◆ AUFGABE ◆
Gib alle folgenden Zeilen unverändert aus. Lass dabei die Bilder weg.

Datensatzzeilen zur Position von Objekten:
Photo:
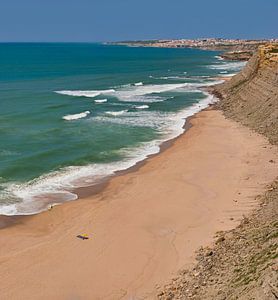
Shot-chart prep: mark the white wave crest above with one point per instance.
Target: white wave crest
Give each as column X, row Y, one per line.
column 116, row 113
column 142, row 106
column 101, row 100
column 76, row 116
column 89, row 94
column 57, row 186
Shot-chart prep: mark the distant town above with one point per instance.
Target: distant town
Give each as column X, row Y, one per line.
column 238, row 49
column 209, row 43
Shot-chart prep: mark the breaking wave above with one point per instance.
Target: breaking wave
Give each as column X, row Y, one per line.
column 76, row 116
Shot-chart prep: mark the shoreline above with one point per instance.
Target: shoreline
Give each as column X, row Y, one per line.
column 141, row 235
column 91, row 190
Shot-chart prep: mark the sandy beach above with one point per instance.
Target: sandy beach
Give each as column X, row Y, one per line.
column 143, row 226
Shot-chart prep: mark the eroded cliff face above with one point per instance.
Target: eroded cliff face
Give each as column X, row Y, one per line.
column 243, row 263
column 251, row 97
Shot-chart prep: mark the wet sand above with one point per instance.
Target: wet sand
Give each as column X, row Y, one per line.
column 143, row 225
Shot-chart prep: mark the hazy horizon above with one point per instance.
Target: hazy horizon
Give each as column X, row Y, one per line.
column 107, row 20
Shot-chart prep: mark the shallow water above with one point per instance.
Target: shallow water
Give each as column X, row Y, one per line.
column 73, row 113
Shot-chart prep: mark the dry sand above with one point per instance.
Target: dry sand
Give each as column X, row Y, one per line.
column 144, row 225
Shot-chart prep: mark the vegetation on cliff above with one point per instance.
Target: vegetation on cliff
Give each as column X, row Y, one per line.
column 243, row 264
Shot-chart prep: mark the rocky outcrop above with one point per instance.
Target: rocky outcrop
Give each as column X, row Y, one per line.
column 243, row 263
column 251, row 97
column 237, row 55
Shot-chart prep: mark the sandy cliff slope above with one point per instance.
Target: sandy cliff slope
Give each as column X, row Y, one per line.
column 251, row 97
column 243, row 263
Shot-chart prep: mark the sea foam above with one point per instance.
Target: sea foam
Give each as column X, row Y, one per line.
column 76, row 116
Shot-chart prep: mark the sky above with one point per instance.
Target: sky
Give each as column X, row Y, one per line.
column 114, row 20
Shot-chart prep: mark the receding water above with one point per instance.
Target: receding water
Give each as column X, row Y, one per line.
column 71, row 114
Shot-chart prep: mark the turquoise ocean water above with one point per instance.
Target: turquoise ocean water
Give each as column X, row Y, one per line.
column 71, row 114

◆ ENDGÜLTIGE ANTWORT ◆
Photo:
Shot-chart prep: mark the white wave crest above with one point per instance.
Target: white wave crest
Give each as column X, row Y, one per line.
column 116, row 113
column 142, row 106
column 101, row 100
column 76, row 116
column 89, row 94
column 57, row 186
Shot-chart prep: mark the distant town above with one point per instance.
Target: distant town
Give each as column X, row Y, one per line.
column 238, row 49
column 209, row 43
Shot-chart prep: mark the breaking wave above with one point per instance.
Target: breaking wave
Give each as column X, row Y, one per line.
column 76, row 116
Shot-chart prep: mark the shoreline above with one point per instance.
Target: shoreline
Give each as column X, row Y, one per line.
column 141, row 235
column 91, row 190
Shot-chart prep: mark the sandy beach above with one point per instance.
Target: sandy beach
Give each as column X, row Y, one per line.
column 143, row 226
Shot-chart prep: mark the eroded cliff face above with one point per instance.
Target: eroded cliff face
Give each as column X, row Y, one per line.
column 243, row 263
column 251, row 97
Shot-chart prep: mark the wet sand above with one point per instance.
Target: wet sand
Give each as column X, row Y, one per line.
column 143, row 225
Shot-chart prep: mark the hazy horizon above with one point per instance.
Target: hazy horizon
Give each as column X, row Y, one per line.
column 107, row 20
Shot-chart prep: mark the shallow water above with one point per instance.
Target: shallow water
Give each as column X, row Y, one per line.
column 73, row 113
Shot-chart prep: mark the dry sand above with one point per instance.
Target: dry sand
Give each as column X, row Y, one per line.
column 144, row 225
Shot-chart prep: mark the vegetation on cliff above with one point per instance.
Target: vegetation on cliff
Give each as column X, row Y, one per line.
column 243, row 264
Shot-chart prep: mark the rocky outcrop above with one point per instance.
Target: rocky outcrop
Give each as column X, row Y, one per line.
column 243, row 263
column 251, row 97
column 237, row 55
Shot-chart prep: mark the sandy cliff slope above with one point per instance.
Target: sandy cliff slope
Give each as column X, row Y, one per line.
column 251, row 97
column 243, row 263
Shot-chart prep: mark the sea foam above with one point per instance.
Target: sea foam
Give each as column X, row Y, one per line.
column 76, row 116
Shot-chart prep: mark the sky above with one point per instance.
Target: sky
Give each as column X, row Y, one per line.
column 114, row 20
Shot-chart prep: mark the receding water above with one point per instance.
Target: receding water
Give each as column X, row Y, one per line.
column 71, row 114
Shot-chart prep: mark the turquoise ocean water above with one point per instance.
Target: turquoise ocean water
Give each as column X, row Y, one per line.
column 71, row 114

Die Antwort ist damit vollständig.